* **EXERCISE REQUIREMENTS**
Present the lines below again, exactly as they stand.

____________

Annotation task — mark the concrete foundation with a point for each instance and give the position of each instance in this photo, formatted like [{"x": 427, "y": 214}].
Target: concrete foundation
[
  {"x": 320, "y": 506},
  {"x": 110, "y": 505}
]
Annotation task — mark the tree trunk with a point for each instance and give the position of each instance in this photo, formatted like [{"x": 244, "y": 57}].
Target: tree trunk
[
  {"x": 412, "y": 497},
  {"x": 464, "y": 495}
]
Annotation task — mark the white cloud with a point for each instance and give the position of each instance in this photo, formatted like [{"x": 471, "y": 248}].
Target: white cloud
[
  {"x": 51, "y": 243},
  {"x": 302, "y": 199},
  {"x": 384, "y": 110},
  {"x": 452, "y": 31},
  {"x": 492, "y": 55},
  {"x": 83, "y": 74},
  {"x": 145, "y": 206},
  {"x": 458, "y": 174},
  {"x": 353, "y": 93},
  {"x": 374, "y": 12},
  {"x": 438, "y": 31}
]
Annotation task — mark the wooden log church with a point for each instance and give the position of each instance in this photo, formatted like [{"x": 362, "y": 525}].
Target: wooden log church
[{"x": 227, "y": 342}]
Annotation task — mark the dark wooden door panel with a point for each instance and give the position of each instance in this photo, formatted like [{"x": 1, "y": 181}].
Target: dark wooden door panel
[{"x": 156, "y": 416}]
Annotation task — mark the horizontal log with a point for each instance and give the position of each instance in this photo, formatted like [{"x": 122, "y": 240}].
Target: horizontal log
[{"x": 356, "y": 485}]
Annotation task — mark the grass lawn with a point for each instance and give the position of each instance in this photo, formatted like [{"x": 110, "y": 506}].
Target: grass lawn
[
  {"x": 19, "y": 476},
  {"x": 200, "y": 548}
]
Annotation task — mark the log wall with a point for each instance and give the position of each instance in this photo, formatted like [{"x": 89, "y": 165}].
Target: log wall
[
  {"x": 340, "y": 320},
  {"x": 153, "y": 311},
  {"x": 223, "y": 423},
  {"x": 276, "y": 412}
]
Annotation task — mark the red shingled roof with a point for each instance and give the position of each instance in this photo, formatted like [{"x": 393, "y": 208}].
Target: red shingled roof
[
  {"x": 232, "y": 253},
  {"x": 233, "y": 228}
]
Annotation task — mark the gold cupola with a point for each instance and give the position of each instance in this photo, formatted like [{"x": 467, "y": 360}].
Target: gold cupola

____________

* **ANSWER AREA**
Annotation task — mark the concrete foundation with a point for each instance and give the position of each instance in this photo, formatted like [{"x": 427, "y": 214}].
Target: concrete foundation
[
  {"x": 320, "y": 506},
  {"x": 110, "y": 505}
]
Annotation task — mark the tree trunk with a point for each instance and give the position of each instance in this photo, formatted like [{"x": 244, "y": 57}].
Target: tree trunk
[
  {"x": 412, "y": 497},
  {"x": 464, "y": 495}
]
Annotation task — mark the white cloud with a point for each instance and give the position of each instance in this photo, formatted like [{"x": 471, "y": 248}].
Target: white cloud
[
  {"x": 51, "y": 243},
  {"x": 302, "y": 199},
  {"x": 384, "y": 110},
  {"x": 452, "y": 31},
  {"x": 492, "y": 55},
  {"x": 83, "y": 74},
  {"x": 145, "y": 206},
  {"x": 458, "y": 174},
  {"x": 353, "y": 93},
  {"x": 374, "y": 12},
  {"x": 438, "y": 31}
]
Annotation task — mark the wooden log church with a point for each instance and give the position of each instance in this photo, formatted like [{"x": 362, "y": 525}].
Target: wooden log church
[{"x": 227, "y": 342}]
Annotation task — mark the dark wooden door panel with a point for each instance and give the position of each instance in this photo, formatted like [{"x": 1, "y": 181}].
Target: dark wooden door panel
[{"x": 156, "y": 416}]
Annotation task — mark the horizontal log with a point for each instance and give the position of each instance in this photo, formatted like [{"x": 122, "y": 240}].
Target: horizontal log
[{"x": 356, "y": 485}]
Annotation task — mark the grass lawn with a point for each instance and give the position of each instance in this photo, formatted like [{"x": 110, "y": 506}].
Target: grass lawn
[
  {"x": 19, "y": 476},
  {"x": 200, "y": 548}
]
Annotation task — mark the log wall with a point for each instance and give the position of each instance in this photo, formatted like [{"x": 89, "y": 165}].
Target: log wall
[
  {"x": 340, "y": 320},
  {"x": 153, "y": 311},
  {"x": 223, "y": 423},
  {"x": 276, "y": 412}
]
Annotation task — mark the red shingled roof with a point for each instance and give the position of each instance in this photo, formatted like [{"x": 393, "y": 208}].
Target: red shingled roof
[
  {"x": 232, "y": 253},
  {"x": 233, "y": 228}
]
Annotation task — mark the gold cupola with a point for each instance and give the position of each instance in this photo, formatted like [{"x": 467, "y": 360}].
Target: gold cupola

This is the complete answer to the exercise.